===== Given records

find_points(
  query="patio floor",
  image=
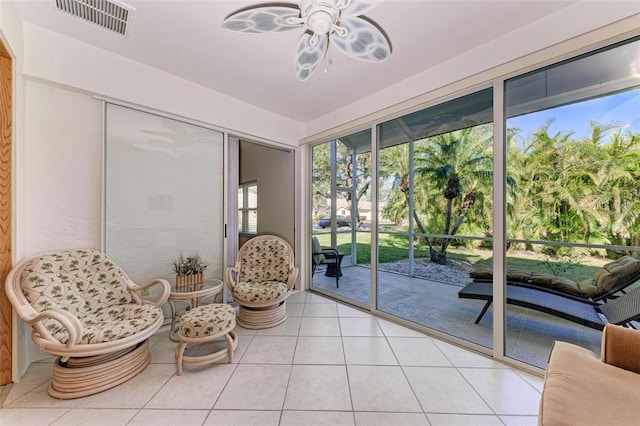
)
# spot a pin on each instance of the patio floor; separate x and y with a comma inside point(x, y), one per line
point(435, 305)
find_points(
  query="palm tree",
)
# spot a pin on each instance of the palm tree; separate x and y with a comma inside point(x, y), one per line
point(461, 163)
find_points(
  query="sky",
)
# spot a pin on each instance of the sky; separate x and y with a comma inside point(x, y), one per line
point(623, 108)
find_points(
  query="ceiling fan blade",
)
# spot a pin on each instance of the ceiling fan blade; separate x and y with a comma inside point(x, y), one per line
point(359, 7)
point(363, 41)
point(268, 19)
point(309, 53)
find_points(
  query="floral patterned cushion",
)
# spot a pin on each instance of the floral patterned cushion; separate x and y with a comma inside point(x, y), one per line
point(265, 260)
point(113, 323)
point(207, 320)
point(259, 292)
point(88, 284)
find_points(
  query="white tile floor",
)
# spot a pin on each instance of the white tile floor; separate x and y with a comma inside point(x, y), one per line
point(328, 364)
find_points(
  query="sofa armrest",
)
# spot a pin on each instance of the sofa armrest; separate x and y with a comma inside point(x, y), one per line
point(621, 347)
point(166, 291)
point(43, 337)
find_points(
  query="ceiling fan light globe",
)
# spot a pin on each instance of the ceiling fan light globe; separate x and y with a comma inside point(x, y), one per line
point(320, 22)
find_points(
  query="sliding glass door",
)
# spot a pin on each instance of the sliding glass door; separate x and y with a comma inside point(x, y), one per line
point(546, 217)
point(574, 151)
point(341, 217)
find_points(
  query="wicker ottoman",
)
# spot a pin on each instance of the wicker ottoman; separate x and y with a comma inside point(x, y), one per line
point(204, 324)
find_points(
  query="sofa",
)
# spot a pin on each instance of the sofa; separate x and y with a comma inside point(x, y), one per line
point(85, 310)
point(580, 389)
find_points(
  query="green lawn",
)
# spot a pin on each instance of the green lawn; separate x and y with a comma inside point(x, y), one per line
point(393, 248)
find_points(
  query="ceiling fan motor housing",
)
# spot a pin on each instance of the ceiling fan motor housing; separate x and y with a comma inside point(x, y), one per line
point(320, 15)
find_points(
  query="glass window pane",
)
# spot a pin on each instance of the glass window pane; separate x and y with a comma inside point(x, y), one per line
point(252, 221)
point(573, 149)
point(435, 213)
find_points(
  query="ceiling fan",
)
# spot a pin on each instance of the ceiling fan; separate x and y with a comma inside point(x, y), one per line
point(336, 21)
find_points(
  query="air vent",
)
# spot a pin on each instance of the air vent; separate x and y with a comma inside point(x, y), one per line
point(103, 13)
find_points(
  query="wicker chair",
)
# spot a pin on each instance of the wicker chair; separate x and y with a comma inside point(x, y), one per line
point(261, 280)
point(84, 309)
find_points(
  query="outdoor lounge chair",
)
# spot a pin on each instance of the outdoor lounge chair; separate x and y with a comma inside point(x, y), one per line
point(620, 311)
point(612, 278)
point(261, 280)
point(330, 257)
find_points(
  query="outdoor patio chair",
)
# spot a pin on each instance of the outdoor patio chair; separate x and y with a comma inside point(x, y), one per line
point(261, 280)
point(330, 257)
point(612, 278)
point(620, 311)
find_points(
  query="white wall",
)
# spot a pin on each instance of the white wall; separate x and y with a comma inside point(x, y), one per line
point(58, 136)
point(63, 162)
point(508, 54)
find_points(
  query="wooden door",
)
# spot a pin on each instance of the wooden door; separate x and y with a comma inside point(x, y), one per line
point(6, 118)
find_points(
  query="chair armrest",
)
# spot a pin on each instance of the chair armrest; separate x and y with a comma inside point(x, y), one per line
point(229, 276)
point(70, 322)
point(166, 291)
point(293, 276)
point(621, 347)
point(330, 252)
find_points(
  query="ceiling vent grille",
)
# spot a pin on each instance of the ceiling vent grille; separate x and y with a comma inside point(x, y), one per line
point(103, 13)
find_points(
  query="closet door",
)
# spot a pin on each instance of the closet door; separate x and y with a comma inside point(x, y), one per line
point(163, 193)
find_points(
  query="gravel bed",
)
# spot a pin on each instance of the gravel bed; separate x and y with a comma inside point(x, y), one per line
point(454, 272)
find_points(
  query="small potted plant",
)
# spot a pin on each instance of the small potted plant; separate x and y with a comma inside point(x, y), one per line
point(189, 270)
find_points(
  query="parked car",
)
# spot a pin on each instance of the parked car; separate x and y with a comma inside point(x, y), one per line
point(325, 222)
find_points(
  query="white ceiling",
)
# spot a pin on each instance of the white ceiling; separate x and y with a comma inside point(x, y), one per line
point(185, 38)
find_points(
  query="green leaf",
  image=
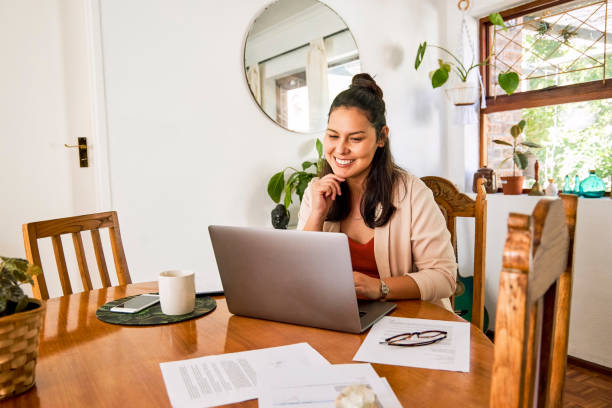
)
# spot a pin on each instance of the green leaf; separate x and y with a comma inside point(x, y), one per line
point(439, 77)
point(276, 185)
point(520, 159)
point(444, 65)
point(508, 81)
point(420, 55)
point(496, 19)
point(499, 141)
point(531, 144)
point(302, 184)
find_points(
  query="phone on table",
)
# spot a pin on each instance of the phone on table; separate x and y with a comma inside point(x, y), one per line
point(136, 304)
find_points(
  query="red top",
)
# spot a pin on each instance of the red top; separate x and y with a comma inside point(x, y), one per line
point(362, 257)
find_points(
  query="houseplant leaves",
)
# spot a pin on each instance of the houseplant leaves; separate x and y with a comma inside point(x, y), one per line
point(420, 55)
point(520, 159)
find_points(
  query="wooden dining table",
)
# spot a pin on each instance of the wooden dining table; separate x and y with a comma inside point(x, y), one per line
point(84, 362)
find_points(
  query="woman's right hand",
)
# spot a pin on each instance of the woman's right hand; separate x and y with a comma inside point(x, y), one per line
point(324, 192)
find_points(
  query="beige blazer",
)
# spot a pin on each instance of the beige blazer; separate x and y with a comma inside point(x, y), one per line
point(414, 242)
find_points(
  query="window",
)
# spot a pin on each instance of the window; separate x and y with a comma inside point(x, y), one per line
point(292, 93)
point(562, 50)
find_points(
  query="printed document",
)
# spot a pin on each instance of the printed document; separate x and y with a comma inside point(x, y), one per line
point(452, 353)
point(227, 378)
point(318, 387)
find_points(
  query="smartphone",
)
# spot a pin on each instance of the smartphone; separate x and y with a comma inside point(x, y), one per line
point(136, 304)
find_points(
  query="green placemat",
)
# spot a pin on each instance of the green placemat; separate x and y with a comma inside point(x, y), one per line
point(152, 315)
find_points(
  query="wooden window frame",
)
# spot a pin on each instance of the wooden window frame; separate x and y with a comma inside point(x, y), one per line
point(586, 91)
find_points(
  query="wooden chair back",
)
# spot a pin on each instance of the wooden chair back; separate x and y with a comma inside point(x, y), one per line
point(532, 319)
point(455, 204)
point(74, 225)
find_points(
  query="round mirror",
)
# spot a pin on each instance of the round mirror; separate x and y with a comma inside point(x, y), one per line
point(298, 56)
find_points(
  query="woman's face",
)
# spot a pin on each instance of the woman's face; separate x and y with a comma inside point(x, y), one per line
point(350, 142)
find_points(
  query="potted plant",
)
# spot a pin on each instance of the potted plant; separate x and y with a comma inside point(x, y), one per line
point(514, 184)
point(20, 322)
point(465, 93)
point(296, 182)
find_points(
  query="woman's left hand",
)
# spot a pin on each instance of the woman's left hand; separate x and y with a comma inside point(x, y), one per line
point(366, 287)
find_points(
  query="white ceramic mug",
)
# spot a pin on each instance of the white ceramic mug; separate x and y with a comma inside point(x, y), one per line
point(177, 292)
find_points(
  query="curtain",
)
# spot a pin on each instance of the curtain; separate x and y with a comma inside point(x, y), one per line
point(316, 79)
point(254, 81)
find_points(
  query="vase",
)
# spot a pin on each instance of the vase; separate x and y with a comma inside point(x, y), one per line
point(512, 185)
point(592, 186)
point(567, 189)
point(280, 217)
point(576, 186)
point(19, 336)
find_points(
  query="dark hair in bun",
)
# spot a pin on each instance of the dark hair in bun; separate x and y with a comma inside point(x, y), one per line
point(365, 95)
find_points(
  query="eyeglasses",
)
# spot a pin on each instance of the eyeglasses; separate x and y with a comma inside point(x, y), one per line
point(415, 339)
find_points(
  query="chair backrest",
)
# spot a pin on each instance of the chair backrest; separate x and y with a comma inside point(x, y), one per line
point(455, 204)
point(532, 319)
point(74, 225)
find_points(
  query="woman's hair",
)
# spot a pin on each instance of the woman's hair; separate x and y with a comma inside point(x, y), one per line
point(365, 95)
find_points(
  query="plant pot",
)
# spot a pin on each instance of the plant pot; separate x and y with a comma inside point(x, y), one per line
point(19, 336)
point(512, 185)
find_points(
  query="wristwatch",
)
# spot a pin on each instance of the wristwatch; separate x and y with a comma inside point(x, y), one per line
point(384, 290)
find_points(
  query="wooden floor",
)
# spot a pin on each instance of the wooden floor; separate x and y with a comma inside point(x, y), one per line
point(586, 388)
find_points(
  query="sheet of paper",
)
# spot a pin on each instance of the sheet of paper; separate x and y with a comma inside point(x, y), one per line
point(227, 378)
point(452, 353)
point(318, 387)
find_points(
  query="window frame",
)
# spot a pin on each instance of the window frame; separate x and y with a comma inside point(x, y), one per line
point(586, 91)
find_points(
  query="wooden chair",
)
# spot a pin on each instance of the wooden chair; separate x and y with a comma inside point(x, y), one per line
point(533, 305)
point(455, 204)
point(74, 225)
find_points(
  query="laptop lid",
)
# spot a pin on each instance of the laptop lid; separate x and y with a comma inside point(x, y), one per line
point(300, 277)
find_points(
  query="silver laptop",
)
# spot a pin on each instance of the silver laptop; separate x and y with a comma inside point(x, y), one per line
point(298, 277)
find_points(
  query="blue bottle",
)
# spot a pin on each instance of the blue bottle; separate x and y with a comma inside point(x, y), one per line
point(566, 187)
point(592, 186)
point(576, 186)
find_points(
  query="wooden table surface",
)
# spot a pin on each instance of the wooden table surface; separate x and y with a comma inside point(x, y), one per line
point(88, 363)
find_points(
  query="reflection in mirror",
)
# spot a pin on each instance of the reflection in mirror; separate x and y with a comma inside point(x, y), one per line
point(298, 56)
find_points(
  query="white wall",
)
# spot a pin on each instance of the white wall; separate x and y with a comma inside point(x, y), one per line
point(189, 147)
point(43, 104)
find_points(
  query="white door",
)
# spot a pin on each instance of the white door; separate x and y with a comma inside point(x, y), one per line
point(48, 99)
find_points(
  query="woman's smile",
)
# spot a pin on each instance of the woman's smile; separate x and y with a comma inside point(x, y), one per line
point(343, 162)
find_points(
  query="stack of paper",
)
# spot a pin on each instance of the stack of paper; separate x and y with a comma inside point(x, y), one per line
point(318, 387)
point(295, 375)
point(452, 353)
point(227, 378)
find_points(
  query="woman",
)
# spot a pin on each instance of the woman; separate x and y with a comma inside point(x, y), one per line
point(400, 246)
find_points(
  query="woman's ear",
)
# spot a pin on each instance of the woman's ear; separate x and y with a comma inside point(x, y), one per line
point(384, 135)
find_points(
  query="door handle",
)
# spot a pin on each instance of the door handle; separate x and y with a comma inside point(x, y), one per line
point(82, 146)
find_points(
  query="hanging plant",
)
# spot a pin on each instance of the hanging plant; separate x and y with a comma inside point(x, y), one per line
point(508, 80)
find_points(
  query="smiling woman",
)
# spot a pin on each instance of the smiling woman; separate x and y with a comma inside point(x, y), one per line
point(390, 217)
point(298, 54)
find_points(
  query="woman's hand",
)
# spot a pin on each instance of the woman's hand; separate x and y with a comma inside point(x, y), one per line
point(324, 192)
point(366, 286)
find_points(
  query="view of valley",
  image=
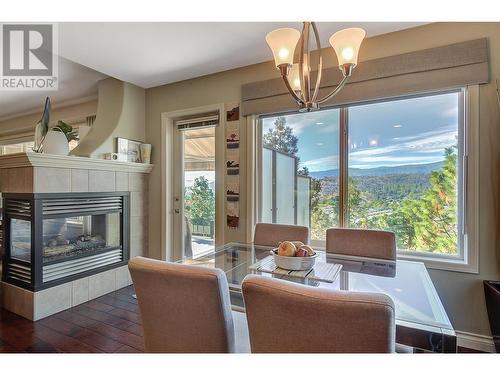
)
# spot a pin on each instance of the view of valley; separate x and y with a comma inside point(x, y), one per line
point(397, 181)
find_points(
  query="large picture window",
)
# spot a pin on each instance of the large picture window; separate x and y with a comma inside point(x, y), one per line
point(393, 165)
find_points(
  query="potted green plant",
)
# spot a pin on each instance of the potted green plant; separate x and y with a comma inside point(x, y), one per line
point(492, 293)
point(58, 138)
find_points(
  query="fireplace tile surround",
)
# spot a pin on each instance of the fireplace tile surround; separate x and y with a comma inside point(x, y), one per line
point(35, 173)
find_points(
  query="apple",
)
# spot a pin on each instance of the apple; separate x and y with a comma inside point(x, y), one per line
point(301, 253)
point(309, 249)
point(287, 249)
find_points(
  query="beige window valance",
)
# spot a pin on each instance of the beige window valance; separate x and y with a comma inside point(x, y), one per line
point(440, 68)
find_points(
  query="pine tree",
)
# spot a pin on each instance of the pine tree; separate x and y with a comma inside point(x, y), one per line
point(202, 202)
point(281, 138)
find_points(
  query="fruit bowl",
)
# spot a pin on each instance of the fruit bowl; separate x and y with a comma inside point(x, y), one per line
point(294, 263)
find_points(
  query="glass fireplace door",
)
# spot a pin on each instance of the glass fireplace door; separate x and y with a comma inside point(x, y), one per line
point(72, 237)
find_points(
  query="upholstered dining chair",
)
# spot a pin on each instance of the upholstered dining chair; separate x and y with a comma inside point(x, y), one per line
point(286, 317)
point(361, 242)
point(186, 309)
point(271, 234)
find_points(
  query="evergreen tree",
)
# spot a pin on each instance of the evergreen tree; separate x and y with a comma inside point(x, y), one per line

==========

Retype the listing above, starting at its first line and ending with the line that contains "point(43, 337)", and include both ends. Leave the pictures out of your answer.

find_points(
  query="patio floor",
  image=
)
# spot a pin on each instance of the patio floor; separate x and y with a comma inside point(x, y), one per line
point(435, 305)
find_points(
  query="palm tree",
)
# spot a pin on each instance of the palm tree; separate x and y with a comma inside point(x, y), one per line
point(461, 163)
find_points(
  query="sky",
)
# spot a pin on each instance of the sky; separate x and y with a comma inside point(x, y), one per line
point(623, 108)
find_points(
  query="ceiling fan blade",
)
# spot a pin on each instance of the ceiling fan blade; separate x and y with a comma inside point(x, y), one per line
point(359, 7)
point(363, 41)
point(268, 19)
point(309, 53)
find_points(
  query="floral patterned cushion",
)
# spot a pin on each instance of the floral patterned cushion; separate x and y with a comma inside point(x, y), one per line
point(265, 260)
point(113, 323)
point(207, 320)
point(259, 292)
point(88, 284)
find_points(
  query="white tile floor",
)
# spot a pin on each instance of the white tile floor; separate x and y with a comma inside point(x, y), one per line
point(328, 364)
find_points(
  query="sofa armrest",
)
# spot a pin on each instance of the sofa armrest; separate x and y with a comma inside point(x, y), one per line
point(621, 347)
point(166, 291)
point(43, 337)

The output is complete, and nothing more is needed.